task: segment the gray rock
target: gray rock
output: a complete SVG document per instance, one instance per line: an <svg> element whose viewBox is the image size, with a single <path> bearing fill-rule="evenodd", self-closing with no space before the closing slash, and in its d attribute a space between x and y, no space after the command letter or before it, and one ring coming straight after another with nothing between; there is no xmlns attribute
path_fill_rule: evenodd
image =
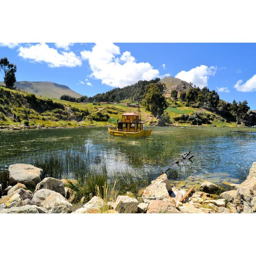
########################################
◆ Instruction
Update every item above by changing "gray rock" to "dark stone" and keeping everything else the same. Leave the pictures out of your answer.

◆ Output
task: segment the dark stone
target: dark stone
output: a complete SVG document per instance, one instance per line: an <svg> element whose viewBox is the image size, with a single <path> bearing fill-rule="evenodd", self-closing with no space before the closing slash, and in its d attribute a space between x and y, no space after the command letter or before it, and one ring coming straight after another with nothing between; there is no xmlns attribute
path_fill_rule: evenodd
image =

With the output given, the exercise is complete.